Dataset entries:
★ ★ ★ ★

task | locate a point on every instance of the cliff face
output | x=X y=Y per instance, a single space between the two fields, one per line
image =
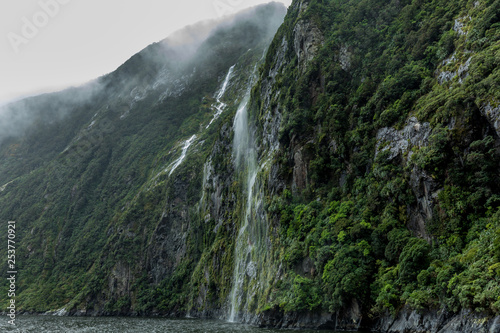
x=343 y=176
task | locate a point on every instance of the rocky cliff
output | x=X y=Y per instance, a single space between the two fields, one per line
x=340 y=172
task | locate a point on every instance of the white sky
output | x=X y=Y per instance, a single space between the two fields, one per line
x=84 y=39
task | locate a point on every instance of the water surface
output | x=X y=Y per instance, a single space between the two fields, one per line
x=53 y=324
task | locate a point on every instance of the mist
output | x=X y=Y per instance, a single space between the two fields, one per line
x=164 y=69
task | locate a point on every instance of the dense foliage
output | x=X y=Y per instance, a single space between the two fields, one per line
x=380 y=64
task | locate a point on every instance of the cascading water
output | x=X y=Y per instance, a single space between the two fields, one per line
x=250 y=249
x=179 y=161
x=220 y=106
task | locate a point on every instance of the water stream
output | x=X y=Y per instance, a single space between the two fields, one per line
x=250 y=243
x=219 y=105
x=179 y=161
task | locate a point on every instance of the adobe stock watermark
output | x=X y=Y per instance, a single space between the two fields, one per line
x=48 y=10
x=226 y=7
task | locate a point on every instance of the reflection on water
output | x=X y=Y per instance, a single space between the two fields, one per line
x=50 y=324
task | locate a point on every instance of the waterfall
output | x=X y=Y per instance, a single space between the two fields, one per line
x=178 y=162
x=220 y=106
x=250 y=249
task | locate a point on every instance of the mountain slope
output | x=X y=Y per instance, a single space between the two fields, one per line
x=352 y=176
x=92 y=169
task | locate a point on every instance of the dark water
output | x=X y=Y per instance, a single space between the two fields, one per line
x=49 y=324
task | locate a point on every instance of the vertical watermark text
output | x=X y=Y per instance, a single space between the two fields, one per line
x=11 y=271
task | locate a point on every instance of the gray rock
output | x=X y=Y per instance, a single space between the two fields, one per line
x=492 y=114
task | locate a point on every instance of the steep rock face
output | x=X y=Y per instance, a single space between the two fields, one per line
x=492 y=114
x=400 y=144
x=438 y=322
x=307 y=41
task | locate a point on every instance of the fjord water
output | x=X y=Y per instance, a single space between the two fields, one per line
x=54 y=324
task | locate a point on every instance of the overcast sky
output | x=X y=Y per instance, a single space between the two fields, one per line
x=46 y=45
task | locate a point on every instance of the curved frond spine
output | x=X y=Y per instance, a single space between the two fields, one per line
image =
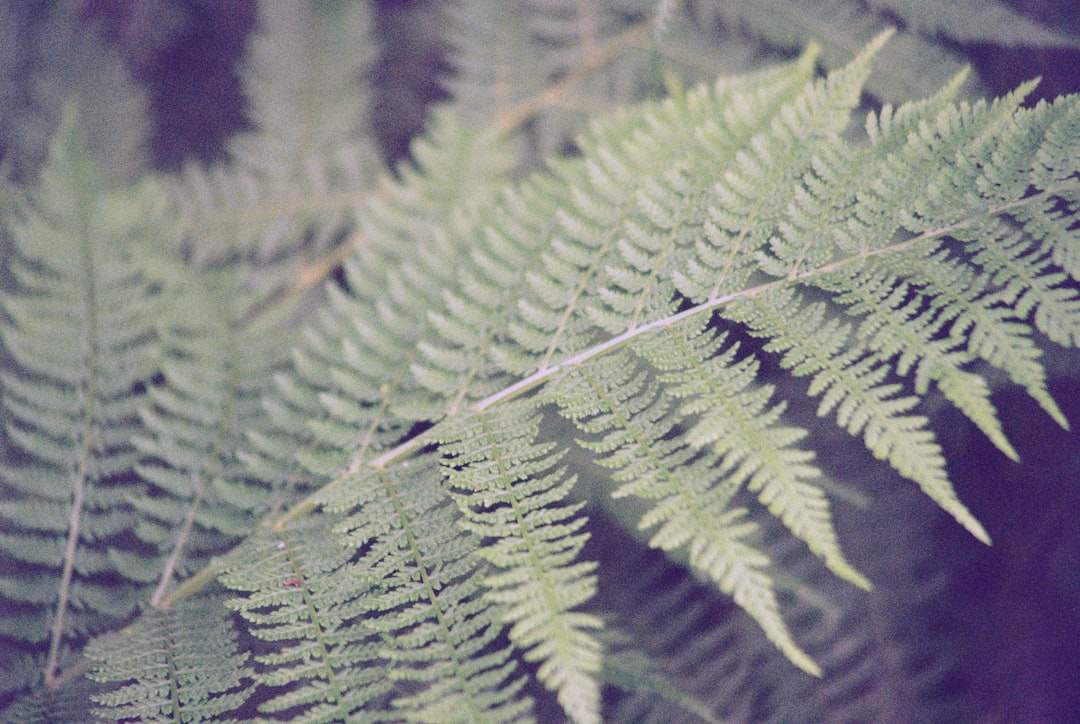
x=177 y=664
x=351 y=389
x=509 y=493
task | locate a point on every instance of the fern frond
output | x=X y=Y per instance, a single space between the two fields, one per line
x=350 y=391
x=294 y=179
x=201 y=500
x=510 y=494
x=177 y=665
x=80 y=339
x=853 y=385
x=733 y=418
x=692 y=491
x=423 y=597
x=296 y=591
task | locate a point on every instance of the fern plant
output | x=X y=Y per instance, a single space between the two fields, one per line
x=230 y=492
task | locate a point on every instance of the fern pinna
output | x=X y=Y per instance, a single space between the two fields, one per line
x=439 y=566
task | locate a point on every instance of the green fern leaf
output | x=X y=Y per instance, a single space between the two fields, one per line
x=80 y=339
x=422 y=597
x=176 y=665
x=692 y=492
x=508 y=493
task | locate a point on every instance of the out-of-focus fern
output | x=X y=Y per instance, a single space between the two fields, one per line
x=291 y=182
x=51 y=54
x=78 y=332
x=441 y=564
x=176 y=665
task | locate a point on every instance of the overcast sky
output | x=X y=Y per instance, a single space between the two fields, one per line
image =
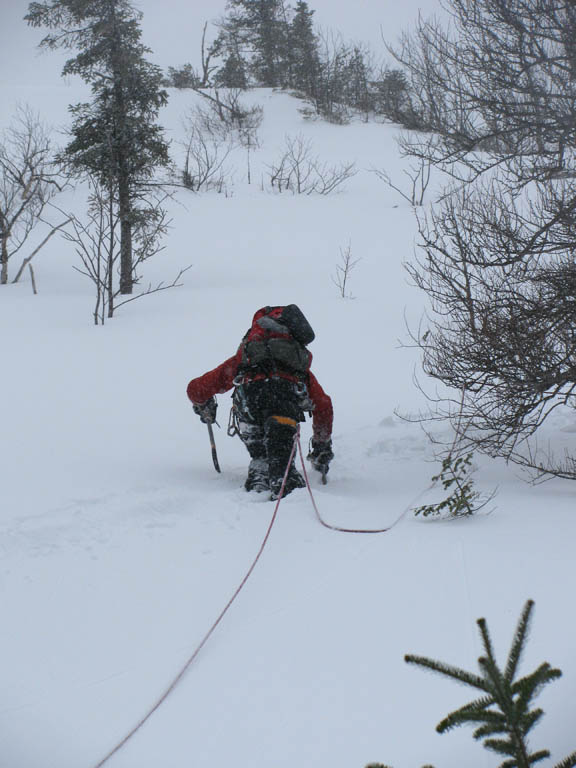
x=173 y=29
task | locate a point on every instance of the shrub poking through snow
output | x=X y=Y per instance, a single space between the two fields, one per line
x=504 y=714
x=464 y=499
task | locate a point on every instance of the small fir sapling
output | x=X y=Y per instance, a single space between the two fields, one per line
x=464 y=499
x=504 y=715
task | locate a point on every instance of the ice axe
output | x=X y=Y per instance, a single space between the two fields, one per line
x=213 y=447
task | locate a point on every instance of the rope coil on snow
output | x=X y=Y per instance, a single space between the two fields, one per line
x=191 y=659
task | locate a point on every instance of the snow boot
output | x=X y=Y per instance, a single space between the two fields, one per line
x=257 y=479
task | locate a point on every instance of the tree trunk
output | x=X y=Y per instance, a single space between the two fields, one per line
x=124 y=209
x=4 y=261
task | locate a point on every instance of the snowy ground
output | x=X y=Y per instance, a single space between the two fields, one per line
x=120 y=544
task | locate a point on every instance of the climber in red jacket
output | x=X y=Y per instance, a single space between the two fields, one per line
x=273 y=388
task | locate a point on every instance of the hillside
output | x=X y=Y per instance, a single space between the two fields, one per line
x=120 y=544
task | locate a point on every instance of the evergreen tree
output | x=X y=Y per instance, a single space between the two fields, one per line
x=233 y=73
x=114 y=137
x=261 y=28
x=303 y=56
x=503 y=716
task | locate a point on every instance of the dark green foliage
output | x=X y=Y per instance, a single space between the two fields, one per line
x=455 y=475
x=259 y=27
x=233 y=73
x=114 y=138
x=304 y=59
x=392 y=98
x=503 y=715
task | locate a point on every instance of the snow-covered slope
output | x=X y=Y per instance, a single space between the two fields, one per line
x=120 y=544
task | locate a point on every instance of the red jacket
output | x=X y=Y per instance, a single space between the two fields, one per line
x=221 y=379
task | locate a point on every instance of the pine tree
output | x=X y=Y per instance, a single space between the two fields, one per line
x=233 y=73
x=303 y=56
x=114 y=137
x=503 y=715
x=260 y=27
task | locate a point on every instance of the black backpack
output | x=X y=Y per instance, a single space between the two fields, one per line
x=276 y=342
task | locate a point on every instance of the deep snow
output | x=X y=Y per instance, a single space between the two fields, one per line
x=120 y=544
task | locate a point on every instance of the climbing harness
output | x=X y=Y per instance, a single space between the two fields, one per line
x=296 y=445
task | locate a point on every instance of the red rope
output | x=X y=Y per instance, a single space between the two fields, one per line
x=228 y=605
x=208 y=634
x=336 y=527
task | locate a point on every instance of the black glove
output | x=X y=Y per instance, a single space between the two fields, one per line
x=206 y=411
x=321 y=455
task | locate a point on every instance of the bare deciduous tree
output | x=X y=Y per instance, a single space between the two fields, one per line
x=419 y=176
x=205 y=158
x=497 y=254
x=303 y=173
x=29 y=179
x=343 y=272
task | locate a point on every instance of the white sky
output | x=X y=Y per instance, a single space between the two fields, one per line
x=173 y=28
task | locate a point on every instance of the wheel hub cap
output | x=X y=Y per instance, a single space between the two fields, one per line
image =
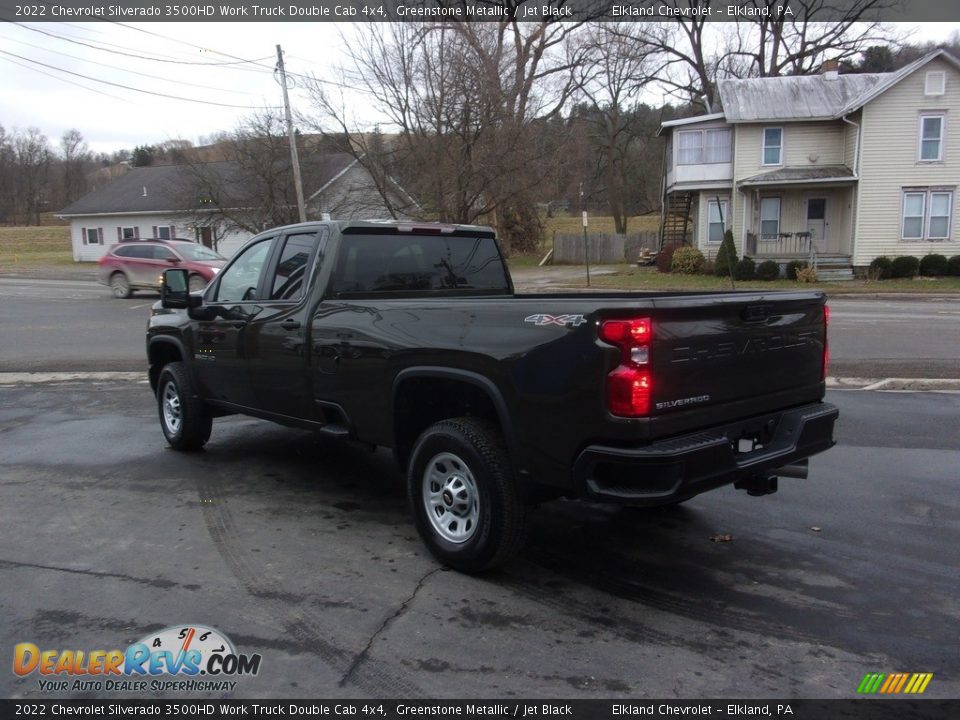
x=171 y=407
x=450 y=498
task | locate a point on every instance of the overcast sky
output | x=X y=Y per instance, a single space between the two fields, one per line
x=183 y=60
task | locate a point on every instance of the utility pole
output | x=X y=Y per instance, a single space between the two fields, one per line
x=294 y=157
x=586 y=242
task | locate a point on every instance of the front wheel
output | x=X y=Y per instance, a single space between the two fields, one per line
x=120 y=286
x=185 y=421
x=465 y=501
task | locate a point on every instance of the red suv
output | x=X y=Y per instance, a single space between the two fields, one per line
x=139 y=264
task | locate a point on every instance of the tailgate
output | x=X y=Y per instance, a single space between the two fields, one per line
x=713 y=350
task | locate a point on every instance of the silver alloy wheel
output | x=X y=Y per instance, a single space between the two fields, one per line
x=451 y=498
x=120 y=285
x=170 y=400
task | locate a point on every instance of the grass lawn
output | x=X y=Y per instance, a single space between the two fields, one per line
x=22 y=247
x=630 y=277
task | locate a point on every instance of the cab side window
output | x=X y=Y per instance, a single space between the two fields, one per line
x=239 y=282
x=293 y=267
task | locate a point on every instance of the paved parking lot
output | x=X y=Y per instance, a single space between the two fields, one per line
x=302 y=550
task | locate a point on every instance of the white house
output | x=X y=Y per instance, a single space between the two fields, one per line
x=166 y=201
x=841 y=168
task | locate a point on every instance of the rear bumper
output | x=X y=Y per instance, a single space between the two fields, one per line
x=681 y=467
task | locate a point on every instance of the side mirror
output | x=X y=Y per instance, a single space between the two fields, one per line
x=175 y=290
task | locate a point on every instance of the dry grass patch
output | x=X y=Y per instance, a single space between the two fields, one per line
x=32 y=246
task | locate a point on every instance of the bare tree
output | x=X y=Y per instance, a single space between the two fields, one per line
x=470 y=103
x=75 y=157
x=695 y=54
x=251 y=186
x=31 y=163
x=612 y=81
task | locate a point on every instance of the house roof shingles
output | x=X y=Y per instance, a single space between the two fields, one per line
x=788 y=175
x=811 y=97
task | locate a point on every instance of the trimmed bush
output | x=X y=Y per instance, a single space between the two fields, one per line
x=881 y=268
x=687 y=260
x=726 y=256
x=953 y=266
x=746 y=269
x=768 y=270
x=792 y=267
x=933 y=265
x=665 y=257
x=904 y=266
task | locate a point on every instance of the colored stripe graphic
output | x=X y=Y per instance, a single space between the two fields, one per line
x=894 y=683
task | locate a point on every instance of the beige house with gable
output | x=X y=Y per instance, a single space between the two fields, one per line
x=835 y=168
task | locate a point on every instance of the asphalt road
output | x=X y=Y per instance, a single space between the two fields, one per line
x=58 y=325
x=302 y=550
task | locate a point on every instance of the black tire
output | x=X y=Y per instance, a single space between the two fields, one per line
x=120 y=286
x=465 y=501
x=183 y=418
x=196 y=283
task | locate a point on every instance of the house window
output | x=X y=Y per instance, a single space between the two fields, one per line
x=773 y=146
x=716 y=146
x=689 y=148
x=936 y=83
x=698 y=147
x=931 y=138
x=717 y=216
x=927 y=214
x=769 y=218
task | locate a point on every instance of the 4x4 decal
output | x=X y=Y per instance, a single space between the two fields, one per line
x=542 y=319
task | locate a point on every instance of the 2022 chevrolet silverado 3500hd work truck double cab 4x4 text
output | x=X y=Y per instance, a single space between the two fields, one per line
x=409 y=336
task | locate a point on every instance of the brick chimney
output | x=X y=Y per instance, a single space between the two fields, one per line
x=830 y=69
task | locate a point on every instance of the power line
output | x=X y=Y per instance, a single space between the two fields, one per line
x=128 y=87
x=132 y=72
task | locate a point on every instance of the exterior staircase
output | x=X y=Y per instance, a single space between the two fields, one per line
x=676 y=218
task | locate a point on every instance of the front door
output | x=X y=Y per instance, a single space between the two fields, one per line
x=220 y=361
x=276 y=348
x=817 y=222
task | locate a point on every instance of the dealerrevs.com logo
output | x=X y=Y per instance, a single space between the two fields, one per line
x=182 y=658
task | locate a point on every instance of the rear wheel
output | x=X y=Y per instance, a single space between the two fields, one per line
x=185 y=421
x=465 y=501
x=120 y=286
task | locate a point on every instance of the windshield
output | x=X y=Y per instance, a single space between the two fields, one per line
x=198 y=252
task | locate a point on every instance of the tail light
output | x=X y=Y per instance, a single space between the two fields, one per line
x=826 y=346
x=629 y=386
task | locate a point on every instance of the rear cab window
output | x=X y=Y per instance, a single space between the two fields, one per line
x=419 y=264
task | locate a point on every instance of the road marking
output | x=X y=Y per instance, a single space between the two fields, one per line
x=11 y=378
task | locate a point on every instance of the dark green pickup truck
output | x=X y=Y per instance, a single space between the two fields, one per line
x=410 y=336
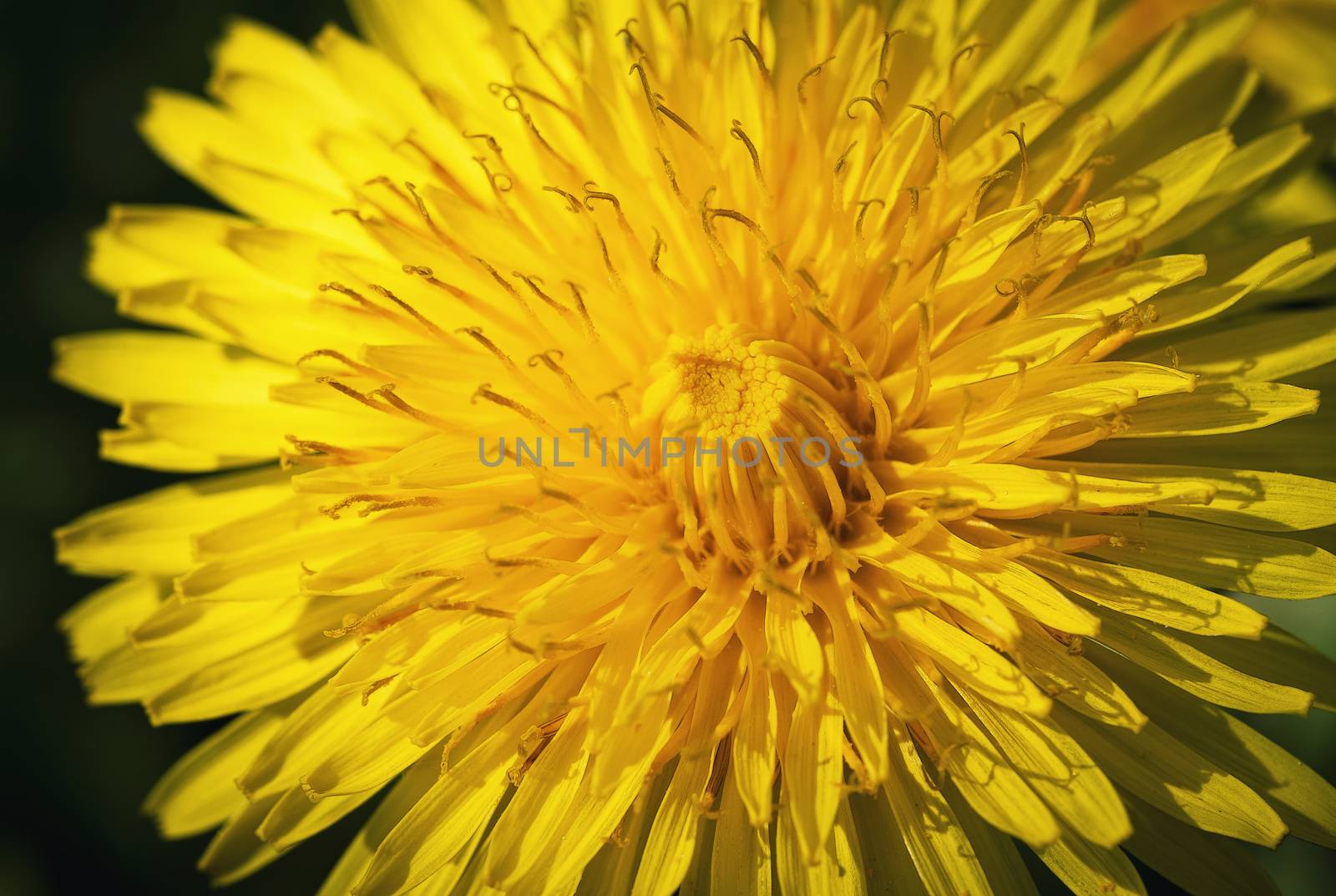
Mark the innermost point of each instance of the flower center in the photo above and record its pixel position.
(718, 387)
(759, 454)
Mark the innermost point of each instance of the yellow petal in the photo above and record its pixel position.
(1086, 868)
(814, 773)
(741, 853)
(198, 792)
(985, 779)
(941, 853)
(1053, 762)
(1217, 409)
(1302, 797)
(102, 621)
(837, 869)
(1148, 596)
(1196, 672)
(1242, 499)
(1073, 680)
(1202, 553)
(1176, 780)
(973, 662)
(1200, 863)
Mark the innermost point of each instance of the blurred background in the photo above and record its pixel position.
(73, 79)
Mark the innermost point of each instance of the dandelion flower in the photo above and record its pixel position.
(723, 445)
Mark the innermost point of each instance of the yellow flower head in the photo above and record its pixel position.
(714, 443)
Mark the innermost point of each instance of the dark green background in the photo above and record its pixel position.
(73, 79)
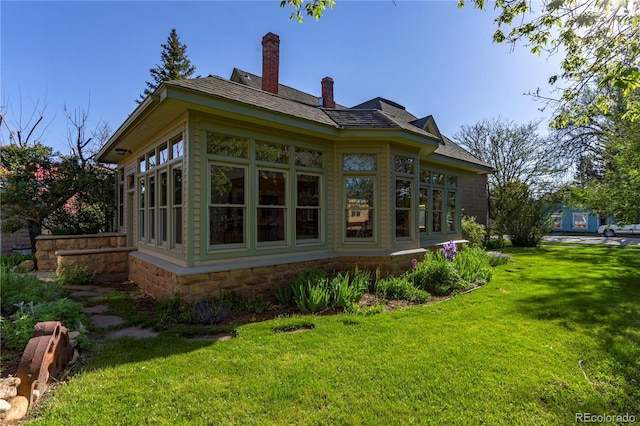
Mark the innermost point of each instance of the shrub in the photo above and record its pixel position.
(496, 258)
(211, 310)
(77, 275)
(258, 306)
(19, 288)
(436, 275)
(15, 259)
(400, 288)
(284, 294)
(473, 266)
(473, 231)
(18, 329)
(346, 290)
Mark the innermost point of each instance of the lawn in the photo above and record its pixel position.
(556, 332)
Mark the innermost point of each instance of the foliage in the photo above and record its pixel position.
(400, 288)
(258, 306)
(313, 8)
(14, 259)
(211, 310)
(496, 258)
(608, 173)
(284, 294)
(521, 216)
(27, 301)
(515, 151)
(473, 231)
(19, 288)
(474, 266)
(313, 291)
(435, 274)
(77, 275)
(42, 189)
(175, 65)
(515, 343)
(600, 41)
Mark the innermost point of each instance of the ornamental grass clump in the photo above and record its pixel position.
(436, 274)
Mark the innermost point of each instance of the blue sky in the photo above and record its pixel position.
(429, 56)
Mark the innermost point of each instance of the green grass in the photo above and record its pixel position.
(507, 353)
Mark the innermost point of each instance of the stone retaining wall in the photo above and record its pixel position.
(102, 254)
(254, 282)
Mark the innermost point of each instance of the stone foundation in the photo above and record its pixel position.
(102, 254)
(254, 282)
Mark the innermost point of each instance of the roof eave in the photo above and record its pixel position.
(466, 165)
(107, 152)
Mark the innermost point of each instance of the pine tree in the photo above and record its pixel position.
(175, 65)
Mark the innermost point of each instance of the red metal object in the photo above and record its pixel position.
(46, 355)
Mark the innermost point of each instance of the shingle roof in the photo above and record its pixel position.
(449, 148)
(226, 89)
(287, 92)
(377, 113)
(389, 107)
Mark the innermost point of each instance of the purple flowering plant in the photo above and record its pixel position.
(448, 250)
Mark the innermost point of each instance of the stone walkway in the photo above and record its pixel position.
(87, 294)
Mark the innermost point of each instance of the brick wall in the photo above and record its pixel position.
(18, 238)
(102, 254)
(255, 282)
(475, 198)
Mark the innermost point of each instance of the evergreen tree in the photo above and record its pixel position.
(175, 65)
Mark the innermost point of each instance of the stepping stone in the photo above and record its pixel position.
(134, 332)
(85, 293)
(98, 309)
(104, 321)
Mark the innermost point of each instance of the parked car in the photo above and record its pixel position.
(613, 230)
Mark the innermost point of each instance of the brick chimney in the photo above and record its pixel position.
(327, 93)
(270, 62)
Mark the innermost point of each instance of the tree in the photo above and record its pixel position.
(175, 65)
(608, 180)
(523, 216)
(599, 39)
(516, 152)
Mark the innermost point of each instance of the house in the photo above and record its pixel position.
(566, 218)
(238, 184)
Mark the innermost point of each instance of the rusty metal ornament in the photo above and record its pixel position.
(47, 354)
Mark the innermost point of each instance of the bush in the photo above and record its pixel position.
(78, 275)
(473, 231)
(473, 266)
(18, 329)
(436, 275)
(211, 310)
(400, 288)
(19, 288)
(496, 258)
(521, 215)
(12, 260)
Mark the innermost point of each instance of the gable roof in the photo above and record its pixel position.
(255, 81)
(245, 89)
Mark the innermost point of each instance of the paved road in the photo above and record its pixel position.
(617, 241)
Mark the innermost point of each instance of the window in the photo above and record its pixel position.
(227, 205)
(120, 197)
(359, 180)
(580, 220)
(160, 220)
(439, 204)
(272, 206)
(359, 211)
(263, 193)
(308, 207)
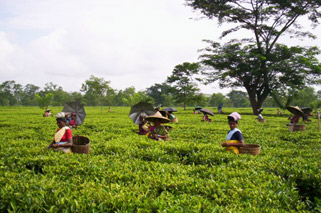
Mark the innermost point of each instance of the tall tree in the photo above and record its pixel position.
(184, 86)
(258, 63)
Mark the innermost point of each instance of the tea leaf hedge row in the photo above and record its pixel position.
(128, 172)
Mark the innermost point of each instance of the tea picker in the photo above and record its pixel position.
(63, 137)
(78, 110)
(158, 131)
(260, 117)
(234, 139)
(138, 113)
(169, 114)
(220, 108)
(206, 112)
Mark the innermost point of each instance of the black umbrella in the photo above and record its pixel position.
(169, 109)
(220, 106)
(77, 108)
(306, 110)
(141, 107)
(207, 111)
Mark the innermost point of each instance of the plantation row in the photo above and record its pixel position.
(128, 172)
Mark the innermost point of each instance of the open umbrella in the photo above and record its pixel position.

★ ★ ★ ★

**Try it**
Whenever a line in the entries holds the word "text", copy that line.

**Result for this exercise**
task | locate a point on every instance of the vertical watermark text
task | locate a point on every instance of the 2022 chevrolet silverado 3500hd work truck double cab 4x4 text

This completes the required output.